[Directions] Rewrite the items from the line that contains "Wildlife-tally tagging: find every instance of the man in plaid" through the end of the items, changing "record the location" to "mark the position" and leaving everything else unchanged. Give only those lines, and leave the pictures out of your answer.

### Material to process ###

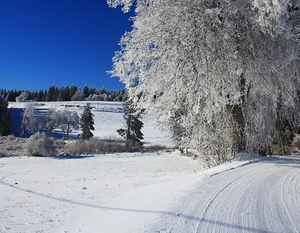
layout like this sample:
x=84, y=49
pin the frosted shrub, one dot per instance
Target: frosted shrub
x=296, y=143
x=86, y=147
x=39, y=145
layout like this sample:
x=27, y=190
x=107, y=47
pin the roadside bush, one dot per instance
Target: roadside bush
x=86, y=147
x=296, y=144
x=39, y=145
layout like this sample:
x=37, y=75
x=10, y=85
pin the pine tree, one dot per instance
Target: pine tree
x=5, y=117
x=87, y=123
x=132, y=134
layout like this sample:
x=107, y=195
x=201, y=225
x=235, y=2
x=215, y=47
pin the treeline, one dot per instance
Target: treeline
x=64, y=93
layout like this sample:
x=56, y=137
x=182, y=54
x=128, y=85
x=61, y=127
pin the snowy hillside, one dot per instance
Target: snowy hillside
x=146, y=192
x=108, y=117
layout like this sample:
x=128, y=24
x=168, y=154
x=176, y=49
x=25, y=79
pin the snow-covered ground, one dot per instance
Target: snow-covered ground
x=108, y=118
x=148, y=192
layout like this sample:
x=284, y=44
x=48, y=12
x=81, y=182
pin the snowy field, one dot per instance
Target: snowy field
x=148, y=192
x=108, y=118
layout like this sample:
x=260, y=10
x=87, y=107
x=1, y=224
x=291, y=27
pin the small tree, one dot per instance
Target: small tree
x=87, y=123
x=5, y=117
x=29, y=122
x=132, y=133
x=66, y=120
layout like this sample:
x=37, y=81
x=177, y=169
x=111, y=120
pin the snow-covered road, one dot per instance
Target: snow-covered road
x=262, y=197
x=149, y=193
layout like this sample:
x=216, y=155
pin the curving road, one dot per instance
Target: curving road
x=261, y=197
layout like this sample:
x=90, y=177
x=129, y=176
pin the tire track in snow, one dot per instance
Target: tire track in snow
x=260, y=197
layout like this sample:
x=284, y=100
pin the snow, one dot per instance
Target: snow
x=108, y=118
x=148, y=192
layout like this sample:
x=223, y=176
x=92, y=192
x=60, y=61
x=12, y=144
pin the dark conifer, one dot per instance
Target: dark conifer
x=132, y=133
x=87, y=123
x=5, y=117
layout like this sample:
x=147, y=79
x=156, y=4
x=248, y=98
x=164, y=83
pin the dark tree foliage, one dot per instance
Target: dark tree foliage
x=65, y=93
x=87, y=123
x=5, y=117
x=132, y=133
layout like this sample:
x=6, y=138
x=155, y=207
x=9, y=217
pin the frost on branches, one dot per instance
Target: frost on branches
x=211, y=72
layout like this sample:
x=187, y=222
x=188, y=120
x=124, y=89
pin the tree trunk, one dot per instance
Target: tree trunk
x=238, y=121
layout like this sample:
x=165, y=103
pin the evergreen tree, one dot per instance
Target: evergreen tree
x=132, y=134
x=87, y=123
x=5, y=117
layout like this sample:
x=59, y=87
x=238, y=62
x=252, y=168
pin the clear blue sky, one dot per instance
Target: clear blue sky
x=59, y=42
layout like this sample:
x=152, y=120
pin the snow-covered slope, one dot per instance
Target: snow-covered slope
x=147, y=192
x=108, y=117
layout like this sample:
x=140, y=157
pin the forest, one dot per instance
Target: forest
x=63, y=93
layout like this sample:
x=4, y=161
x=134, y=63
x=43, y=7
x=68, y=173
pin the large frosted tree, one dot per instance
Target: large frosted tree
x=211, y=72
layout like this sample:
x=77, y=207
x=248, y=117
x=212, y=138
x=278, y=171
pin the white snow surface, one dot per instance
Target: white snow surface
x=108, y=117
x=148, y=192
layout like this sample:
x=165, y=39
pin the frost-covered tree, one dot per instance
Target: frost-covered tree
x=5, y=117
x=23, y=97
x=66, y=121
x=211, y=71
x=29, y=121
x=87, y=123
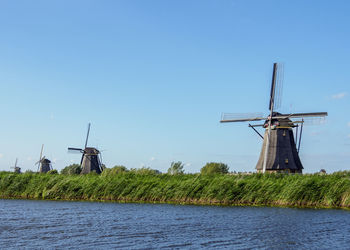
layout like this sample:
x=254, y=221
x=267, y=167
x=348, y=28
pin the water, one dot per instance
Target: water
x=93, y=225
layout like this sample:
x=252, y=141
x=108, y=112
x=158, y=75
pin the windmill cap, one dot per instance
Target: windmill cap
x=90, y=150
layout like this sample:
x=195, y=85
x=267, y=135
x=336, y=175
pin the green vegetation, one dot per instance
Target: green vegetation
x=316, y=190
x=176, y=168
x=71, y=169
x=214, y=168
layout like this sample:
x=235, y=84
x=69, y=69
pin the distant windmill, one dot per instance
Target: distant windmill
x=90, y=160
x=279, y=152
x=44, y=165
x=16, y=168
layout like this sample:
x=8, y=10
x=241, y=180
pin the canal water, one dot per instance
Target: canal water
x=96, y=225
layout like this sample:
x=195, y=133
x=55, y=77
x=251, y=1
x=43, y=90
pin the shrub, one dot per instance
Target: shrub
x=145, y=171
x=176, y=168
x=71, y=169
x=115, y=170
x=53, y=171
x=214, y=168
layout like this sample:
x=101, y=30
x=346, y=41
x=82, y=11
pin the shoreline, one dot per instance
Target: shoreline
x=184, y=203
x=261, y=190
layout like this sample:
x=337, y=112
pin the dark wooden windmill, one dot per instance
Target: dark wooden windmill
x=279, y=151
x=91, y=158
x=16, y=168
x=44, y=164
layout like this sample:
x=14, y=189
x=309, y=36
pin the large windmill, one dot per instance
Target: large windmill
x=90, y=160
x=279, y=152
x=44, y=164
x=16, y=168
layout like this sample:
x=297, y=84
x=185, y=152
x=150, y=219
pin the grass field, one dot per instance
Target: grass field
x=315, y=190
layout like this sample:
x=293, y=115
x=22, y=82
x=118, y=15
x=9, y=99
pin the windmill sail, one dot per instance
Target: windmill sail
x=241, y=117
x=279, y=150
x=90, y=161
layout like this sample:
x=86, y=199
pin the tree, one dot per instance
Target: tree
x=176, y=168
x=214, y=168
x=71, y=169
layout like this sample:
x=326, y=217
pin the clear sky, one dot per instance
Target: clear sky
x=153, y=78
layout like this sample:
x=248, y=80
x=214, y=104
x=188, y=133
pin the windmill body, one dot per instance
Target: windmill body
x=90, y=160
x=16, y=168
x=282, y=155
x=279, y=151
x=45, y=165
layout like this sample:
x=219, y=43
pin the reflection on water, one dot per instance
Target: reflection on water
x=93, y=225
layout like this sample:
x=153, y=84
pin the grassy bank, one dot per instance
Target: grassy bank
x=256, y=189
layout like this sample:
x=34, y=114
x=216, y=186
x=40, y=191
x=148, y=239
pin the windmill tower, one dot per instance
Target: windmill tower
x=16, y=168
x=279, y=151
x=90, y=160
x=44, y=165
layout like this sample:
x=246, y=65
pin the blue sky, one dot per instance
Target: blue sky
x=153, y=78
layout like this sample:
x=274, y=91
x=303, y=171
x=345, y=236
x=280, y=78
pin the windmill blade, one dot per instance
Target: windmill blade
x=40, y=158
x=273, y=84
x=276, y=86
x=241, y=117
x=75, y=150
x=87, y=136
x=309, y=121
x=301, y=115
x=277, y=100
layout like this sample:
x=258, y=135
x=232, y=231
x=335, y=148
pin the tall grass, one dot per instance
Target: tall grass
x=256, y=189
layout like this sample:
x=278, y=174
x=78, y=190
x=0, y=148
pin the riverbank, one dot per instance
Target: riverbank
x=320, y=191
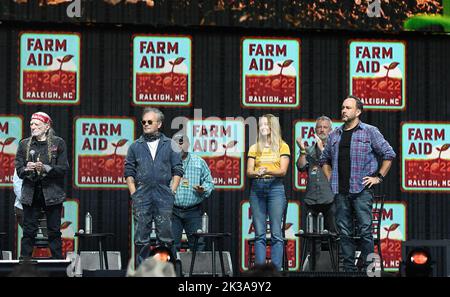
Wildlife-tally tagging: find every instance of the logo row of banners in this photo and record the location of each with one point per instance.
(392, 233)
(50, 71)
(100, 146)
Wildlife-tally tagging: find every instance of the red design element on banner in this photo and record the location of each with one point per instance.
(427, 173)
(225, 170)
(280, 87)
(101, 169)
(161, 87)
(379, 88)
(46, 85)
(6, 160)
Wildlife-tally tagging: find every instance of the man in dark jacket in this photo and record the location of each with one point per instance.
(41, 161)
(153, 170)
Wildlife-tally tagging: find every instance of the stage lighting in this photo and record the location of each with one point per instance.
(418, 263)
(160, 252)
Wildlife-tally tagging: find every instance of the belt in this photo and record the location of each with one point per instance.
(186, 207)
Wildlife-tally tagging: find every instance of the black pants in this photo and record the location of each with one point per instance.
(328, 211)
(31, 216)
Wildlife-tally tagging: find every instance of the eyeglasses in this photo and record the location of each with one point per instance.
(150, 122)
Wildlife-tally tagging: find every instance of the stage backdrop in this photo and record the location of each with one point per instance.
(85, 77)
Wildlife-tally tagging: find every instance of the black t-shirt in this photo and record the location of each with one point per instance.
(344, 161)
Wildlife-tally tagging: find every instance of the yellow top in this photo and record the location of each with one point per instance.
(268, 158)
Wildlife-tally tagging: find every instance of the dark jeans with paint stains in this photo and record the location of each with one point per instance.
(152, 202)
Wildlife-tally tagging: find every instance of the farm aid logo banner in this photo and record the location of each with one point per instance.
(426, 156)
(392, 234)
(377, 74)
(69, 226)
(10, 135)
(270, 73)
(162, 70)
(222, 145)
(305, 129)
(292, 227)
(101, 145)
(49, 68)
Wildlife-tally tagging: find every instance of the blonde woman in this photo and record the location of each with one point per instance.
(267, 164)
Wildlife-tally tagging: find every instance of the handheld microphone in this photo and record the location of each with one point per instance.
(32, 152)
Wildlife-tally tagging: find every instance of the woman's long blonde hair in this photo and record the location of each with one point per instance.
(275, 134)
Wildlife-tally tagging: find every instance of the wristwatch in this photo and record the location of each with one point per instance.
(380, 176)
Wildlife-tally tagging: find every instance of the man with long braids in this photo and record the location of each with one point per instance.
(41, 161)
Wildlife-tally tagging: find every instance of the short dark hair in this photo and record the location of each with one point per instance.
(359, 103)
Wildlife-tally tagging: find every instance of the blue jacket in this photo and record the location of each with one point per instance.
(140, 165)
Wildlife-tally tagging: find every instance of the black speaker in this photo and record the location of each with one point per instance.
(37, 268)
(90, 260)
(203, 263)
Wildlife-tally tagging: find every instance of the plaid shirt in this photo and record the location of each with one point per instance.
(367, 143)
(196, 172)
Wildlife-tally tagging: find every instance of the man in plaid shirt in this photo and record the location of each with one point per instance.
(196, 185)
(350, 161)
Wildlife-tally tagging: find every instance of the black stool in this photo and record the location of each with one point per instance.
(2, 234)
(310, 239)
(251, 253)
(100, 241)
(215, 237)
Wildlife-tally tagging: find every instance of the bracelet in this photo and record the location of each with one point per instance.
(380, 176)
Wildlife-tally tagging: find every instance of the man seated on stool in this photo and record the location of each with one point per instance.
(195, 186)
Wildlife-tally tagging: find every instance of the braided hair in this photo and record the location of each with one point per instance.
(50, 139)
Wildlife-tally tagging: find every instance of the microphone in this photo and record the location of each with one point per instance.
(32, 152)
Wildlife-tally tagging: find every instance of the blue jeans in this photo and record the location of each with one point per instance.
(267, 197)
(152, 202)
(31, 225)
(190, 220)
(361, 206)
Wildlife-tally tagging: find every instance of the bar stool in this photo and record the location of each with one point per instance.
(251, 252)
(215, 238)
(309, 239)
(102, 252)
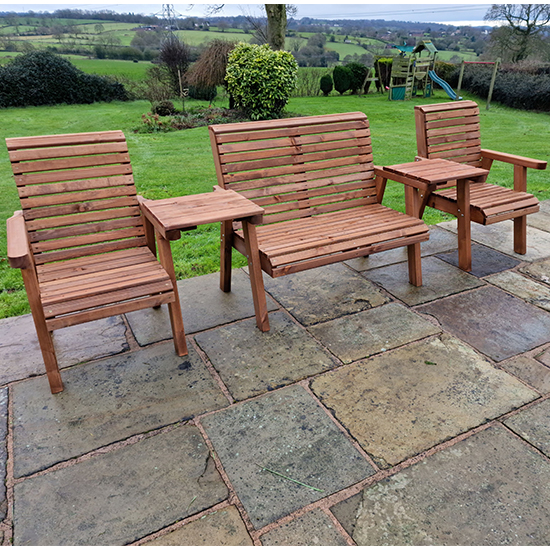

###

[Response]
Wildlife-tally tagging: find every instance of the man in plaid shirt in this photo and mark the position of each with one point per instance.
(196, 185)
(350, 161)
Wildlife-tally tagging: find every instance of the black stool in this photo and mark the position of each with one point per instance.
(2, 234)
(310, 239)
(251, 253)
(100, 241)
(215, 237)
Wildlife-tally tagging: find every instance of the bracelet in this photo and mark the position of each with one point per instance.
(380, 176)
Wildlife-tally tagging: find every instance of the man seated on stool in this photo and mark the position of each with one point per instance.
(195, 186)
Wildlife-tally tagging: find every instance of the braided hair in this photo and mark the position of each with one point per instance.
(50, 139)
Wildlife-tally tagging: find every instance of the microphone in this photo and mark the position of each with one point per instance.
(32, 152)
Wildlife-tally tagging: find every instance of the blue jeans in this photo and mark the position of each with one point per instance.
(267, 197)
(152, 202)
(31, 225)
(190, 220)
(361, 206)
Wildlife-tally tagging: find every instance of the bar stool in this photo and mark the position of each with one point per instance.
(251, 252)
(215, 238)
(309, 239)
(102, 252)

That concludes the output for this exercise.